#### Document passage
+--
During the Great Depression, the southern and central parts of the state cut a deal with the north: Let us build big pumps and canals to take your surplus water, and we'll give it back when you need it.

The time to deliver on that promise may be nearing — but coming through will be tough because California's water supply is already threatened by climate change, a declining Delta ecosystem and a desiccating Colorado Basin.

The state agency responsible for doling out water rights, it turns out, has a massive backlog of pending applications for Delta water at the same time experts are coming to the conclusion that the system is already maxed out.

This puts the state Water Resources Control Board in a difficult position: How can it satisfy historical assurances for the north when the amount of water available for other parts of the state is already being cut?

"Those (applications from the north) can change the equation pretty significantly," Vicky Whitney, the water rights division chief for the State Water Resources Control Board, testified recently.

The pending applications, which total more than all of the Delta water delivered each year to Southern California, would, to the extent they are granted, take water directly from the San Joaquin Valley and Southern California, Whitney told a task force formed to develop solutions to the Delta's water supply and environmental problems. California, Whitney said, "let permanent demand occur in geographic areas on borrowed water."

Task force analyzes demand

The problems posed by the pending applications emerged in recent months during meetings of the Delta Vision task force, appointed to solve the intertwined problems of the Delta's deteriorating ecology and the state's increasingly unreliable water supply.

Members of the task force, who were becoming convinced that too much water was being promised from the Delta, wanted to know how much more water was being sought in the rivers and streams that ultimately drain to the estuary.

The number that came back was startling: 4.8 million acre-feet a year, a figure greater than the 4.1 million acre-feet under contract — but rarely delivered fully — from the sprawling State Water Project that serves 25 million people in Southern California and 750,000 acres of farms in Kern County.

And that does not count an additional 3 million to 5 million acre-feet being requested by the state on behalf of Northern California counties.

Not all of those unfulfilled claims will prove legitimate. But played out to its worst extreme, the situation could dry up Delta water supplies to Southern California and the San Joaquin Valley, regions that are highly dependent on Delta water delivered through the State Water Project and the smaller, federal Central Valley Project.

"I don't get terribly panicky about this," said Jerry Johns, deputy director of the state Department of Water Resources, which manages the State Water Project. "This is something that will play out over a series of years. There will be time to adjust to this."

Planners counted on dams

The situation echoes the fight over the Colorado River, where seven states, including California, divided up rights to the river's flow in 1922. That issue arose because states, relying on a string of wet years, assumed the river carried more water on average than it really did.
+--
#### Data
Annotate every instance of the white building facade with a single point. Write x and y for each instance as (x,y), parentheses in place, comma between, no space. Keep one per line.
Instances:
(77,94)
+--
#### What you should do
Answer these questions about the passage on California's Delta water:
(a) How much water a year do the pending applications in the rivers and streams draining to the estuary seek?
(b) What position does Jerry Johns hold?
(c) In what year did seven states divide up rights to the Colorado River's flow?
Answer from the text only, without using the material.

#### Final result
(a) 4.8 million acre-feet a year.
(b) He is deputy director of the state Department of Water Resources.
(c) 1922.